What is expected: Reproduce exactly the lines from the one containing "the blue sea" through the last line of the records below, both included, and nothing else.

[Stored items from a collection]
━━━━━━━━━━━━━━━━━━━━━━━━━━━━━━
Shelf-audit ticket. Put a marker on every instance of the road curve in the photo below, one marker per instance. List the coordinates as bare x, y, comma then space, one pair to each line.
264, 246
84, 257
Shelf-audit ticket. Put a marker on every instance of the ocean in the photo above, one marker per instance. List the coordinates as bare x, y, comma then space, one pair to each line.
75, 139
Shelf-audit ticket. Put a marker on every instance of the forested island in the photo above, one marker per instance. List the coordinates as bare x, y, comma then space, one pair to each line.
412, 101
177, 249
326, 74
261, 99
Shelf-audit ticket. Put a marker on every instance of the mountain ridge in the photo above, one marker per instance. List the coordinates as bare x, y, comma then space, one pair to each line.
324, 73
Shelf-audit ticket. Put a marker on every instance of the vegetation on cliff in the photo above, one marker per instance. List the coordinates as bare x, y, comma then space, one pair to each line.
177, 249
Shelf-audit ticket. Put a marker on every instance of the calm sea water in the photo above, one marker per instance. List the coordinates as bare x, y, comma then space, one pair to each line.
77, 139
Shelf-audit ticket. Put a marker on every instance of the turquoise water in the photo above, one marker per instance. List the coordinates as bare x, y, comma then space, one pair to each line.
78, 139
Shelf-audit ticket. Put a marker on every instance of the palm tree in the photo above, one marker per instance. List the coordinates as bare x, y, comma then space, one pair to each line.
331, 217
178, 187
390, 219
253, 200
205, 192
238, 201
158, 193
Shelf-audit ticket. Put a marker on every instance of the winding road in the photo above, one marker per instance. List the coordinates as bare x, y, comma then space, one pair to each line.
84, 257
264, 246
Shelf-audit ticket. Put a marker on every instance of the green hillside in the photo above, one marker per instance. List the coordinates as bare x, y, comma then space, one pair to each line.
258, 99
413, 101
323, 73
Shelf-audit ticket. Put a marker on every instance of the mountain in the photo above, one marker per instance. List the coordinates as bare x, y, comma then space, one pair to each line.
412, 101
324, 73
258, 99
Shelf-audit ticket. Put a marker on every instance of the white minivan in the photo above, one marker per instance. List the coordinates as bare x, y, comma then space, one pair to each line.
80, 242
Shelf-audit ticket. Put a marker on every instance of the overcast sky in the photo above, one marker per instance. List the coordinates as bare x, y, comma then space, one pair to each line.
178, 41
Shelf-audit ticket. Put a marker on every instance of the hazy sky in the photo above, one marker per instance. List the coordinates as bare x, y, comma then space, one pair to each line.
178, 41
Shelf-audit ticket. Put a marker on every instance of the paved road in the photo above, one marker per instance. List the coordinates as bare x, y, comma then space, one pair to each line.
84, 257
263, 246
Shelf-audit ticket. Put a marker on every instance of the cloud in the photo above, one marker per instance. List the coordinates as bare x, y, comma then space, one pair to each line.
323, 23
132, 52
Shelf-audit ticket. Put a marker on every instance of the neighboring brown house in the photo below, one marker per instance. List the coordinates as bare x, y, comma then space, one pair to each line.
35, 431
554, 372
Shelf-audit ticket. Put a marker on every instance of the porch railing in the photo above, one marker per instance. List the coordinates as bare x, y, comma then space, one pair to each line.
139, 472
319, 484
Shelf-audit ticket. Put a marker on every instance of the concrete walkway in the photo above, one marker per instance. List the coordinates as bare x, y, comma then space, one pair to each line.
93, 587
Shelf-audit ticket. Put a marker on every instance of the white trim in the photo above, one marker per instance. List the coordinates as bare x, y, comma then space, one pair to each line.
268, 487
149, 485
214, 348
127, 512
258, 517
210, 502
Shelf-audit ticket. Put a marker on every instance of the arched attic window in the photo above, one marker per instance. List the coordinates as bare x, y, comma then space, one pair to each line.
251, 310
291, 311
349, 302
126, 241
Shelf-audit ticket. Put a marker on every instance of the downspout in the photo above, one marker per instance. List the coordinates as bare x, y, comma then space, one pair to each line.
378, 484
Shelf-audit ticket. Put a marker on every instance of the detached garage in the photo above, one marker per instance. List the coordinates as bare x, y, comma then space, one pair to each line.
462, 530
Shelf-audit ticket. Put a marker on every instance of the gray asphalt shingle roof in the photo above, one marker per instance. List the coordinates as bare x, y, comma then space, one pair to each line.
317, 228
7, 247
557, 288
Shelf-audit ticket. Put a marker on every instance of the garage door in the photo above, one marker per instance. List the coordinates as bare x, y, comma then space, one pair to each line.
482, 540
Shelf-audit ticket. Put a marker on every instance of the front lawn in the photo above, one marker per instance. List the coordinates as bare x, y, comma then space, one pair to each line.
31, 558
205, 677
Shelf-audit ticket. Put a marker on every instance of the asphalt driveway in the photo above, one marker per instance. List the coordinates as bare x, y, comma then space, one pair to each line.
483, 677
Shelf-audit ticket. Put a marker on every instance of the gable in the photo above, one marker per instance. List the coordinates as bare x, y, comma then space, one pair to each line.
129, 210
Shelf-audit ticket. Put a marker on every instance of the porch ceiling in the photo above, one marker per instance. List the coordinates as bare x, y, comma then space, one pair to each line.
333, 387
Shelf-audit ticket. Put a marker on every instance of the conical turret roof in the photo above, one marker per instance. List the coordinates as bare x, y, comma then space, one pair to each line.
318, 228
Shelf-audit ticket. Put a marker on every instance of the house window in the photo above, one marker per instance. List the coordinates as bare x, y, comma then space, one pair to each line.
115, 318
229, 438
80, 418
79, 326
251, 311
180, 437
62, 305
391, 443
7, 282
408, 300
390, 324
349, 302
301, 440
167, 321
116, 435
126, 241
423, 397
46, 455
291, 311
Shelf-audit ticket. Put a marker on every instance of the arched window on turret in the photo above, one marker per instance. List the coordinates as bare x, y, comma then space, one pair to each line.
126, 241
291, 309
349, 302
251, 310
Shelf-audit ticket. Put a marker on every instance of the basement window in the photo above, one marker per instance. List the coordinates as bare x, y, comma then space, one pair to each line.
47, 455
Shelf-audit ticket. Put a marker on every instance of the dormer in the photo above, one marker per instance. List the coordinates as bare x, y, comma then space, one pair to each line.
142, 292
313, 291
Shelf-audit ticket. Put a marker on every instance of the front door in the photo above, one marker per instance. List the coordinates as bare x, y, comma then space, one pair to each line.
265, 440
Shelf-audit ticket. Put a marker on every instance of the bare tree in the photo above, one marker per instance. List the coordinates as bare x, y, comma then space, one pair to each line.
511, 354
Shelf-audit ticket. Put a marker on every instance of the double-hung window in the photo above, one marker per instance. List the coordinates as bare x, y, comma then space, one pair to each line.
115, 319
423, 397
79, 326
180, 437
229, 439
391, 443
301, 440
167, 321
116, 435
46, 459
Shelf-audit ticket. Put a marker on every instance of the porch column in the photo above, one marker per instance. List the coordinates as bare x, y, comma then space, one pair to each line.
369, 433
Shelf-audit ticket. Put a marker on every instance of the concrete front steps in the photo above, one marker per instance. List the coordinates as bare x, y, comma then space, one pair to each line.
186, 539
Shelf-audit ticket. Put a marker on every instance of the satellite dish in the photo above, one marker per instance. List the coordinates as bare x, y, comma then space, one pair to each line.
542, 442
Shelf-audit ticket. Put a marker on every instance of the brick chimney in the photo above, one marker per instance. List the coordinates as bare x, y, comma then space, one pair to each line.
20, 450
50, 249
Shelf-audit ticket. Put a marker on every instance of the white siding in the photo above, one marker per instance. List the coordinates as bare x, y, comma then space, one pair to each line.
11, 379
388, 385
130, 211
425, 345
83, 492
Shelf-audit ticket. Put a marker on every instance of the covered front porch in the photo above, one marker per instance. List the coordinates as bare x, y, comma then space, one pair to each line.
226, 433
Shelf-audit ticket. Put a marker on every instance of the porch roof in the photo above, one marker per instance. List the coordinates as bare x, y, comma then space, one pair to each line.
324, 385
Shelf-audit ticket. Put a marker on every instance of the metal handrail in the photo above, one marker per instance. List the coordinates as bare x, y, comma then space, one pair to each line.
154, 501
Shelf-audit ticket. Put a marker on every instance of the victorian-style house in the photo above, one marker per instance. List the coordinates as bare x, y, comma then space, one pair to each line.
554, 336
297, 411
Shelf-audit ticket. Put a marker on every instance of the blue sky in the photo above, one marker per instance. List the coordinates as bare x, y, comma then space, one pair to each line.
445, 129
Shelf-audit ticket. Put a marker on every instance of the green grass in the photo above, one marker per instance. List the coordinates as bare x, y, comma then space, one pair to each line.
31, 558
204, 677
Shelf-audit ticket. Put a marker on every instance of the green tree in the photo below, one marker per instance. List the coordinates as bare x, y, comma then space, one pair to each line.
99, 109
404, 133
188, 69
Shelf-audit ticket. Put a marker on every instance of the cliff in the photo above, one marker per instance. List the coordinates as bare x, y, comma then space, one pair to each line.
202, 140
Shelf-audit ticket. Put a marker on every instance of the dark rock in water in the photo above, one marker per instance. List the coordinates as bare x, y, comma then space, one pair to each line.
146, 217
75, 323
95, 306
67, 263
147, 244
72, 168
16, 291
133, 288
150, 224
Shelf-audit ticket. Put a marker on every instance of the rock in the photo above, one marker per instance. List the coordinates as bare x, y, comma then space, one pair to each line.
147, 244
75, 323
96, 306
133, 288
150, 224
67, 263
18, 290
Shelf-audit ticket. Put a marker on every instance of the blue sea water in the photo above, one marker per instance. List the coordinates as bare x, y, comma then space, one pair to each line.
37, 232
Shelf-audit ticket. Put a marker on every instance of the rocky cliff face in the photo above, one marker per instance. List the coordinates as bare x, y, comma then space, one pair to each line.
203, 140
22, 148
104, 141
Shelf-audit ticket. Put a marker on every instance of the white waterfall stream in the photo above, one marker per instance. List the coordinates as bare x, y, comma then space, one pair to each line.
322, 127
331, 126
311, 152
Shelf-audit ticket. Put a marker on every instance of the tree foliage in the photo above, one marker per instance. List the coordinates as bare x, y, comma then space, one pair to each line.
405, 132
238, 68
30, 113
━━━━━━━━━━━━━━━━━━━━━━━━━━━━━━
Result of the exercise:
Shelf-audit ticket. Put a marker on every instance of the blue sea water in the photo above, one marker per instance. List the coordinates as bare x, y, comma then space, one pair to each line.
37, 232
Shelf-audit ticket. Put a marker on every instance of the rocky cliff face in the photo above, one marker per instance. List the coordinates as bare x, y, comma then space, one pair to each line.
203, 140
22, 148
104, 141
Shelf-audit ticket. Put a marker on every instance of the white waterfall stream in the photo above, one marker per instance. List the coordinates as bare x, y, comma then space, one pair to each line.
322, 127
331, 126
311, 152
Shelf-audit ticket. Put a marker on every instance of the tree foliage in the photo above, one marker per instance. List the coordinates as bare x, y, comma then space, one pair to each line.
405, 132
238, 68
30, 113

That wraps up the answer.